TASK DESCRIPTION:
Count how many lines in the listing below contain the string "xmin", treating uppercase and lowercase as different, and reply with only that number.

================================

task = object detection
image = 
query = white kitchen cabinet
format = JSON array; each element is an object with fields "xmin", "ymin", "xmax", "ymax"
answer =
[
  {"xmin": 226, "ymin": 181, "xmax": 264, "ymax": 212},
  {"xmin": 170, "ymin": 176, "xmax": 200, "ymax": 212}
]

================================

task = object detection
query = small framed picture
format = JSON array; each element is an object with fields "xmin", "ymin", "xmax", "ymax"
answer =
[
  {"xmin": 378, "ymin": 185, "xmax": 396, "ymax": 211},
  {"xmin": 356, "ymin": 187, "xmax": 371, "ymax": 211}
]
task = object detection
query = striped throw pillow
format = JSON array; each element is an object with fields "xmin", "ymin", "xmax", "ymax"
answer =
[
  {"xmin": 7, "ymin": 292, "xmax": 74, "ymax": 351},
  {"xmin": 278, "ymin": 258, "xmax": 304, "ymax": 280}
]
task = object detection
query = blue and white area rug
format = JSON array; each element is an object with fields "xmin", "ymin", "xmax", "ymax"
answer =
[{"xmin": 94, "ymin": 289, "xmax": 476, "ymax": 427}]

================================

WRITTEN ANSWER:
11